• WORK INSTRUCTIONS:
Write out again, exactly, the lines below starting at the one with "Please identify the shelf" and ending at the one with "Please identify the baseboard".

• DATA:
Content starts

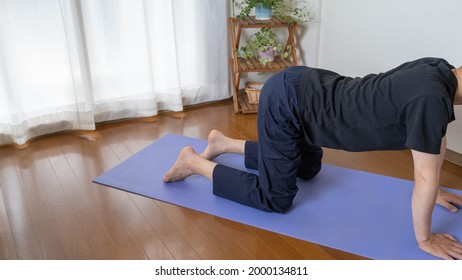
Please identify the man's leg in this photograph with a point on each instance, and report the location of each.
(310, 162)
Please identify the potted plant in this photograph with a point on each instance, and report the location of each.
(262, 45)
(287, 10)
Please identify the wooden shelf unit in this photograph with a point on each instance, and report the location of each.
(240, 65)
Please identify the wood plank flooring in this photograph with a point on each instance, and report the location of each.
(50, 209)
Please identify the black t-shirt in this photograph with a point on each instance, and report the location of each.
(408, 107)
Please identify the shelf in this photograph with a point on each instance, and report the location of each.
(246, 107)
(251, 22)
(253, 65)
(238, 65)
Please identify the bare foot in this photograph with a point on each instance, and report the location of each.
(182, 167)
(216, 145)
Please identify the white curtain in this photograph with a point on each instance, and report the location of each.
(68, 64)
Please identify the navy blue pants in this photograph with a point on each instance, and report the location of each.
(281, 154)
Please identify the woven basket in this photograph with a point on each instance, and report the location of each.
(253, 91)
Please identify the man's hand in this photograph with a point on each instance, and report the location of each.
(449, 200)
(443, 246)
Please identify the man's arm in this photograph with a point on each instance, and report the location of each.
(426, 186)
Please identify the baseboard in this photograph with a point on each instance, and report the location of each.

Content ends
Content starts

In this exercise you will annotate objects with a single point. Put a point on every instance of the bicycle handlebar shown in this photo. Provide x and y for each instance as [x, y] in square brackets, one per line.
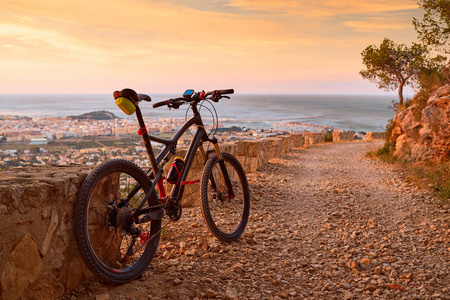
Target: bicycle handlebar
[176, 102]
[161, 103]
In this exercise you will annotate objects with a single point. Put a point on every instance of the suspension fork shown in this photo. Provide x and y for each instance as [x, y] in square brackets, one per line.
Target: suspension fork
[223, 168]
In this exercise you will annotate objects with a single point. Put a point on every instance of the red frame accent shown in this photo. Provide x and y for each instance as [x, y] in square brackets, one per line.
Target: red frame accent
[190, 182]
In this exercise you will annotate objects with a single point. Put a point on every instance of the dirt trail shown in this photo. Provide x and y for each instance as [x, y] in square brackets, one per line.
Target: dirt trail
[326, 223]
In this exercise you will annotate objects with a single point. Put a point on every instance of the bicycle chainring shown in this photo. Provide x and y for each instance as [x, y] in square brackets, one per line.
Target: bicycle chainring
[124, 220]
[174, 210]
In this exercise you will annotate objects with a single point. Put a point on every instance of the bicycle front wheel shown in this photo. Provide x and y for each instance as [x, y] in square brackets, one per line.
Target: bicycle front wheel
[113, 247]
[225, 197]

Content ends

• OUTPUT BELOW:
Please identify the shelf in this photograph with a point on each instance, and report the location of each.
(246, 107)
(251, 22)
(253, 65)
(238, 65)
Please identify the bare foot in this photograph with a point on each instance, and report the location of each.
(182, 167)
(216, 145)
Please identify the white curtain in this photograph with a point on each instance, and report the location of each.
(68, 64)
Please identify the navy blue pants in this photograph with a point on each instance, and report the location of each.
(281, 154)
Please identify the woven basket in this photograph with a point on each instance, and report the location of each.
(253, 91)
Please identify the man's hand in this photograph with a point on each instance, and report the location of each.
(449, 200)
(443, 246)
Please identify the man's arm in this photograph with a point on each instance, and report the location of each.
(426, 186)
Please identify the baseboard in this photograph with a point on each instance, and report the location of each.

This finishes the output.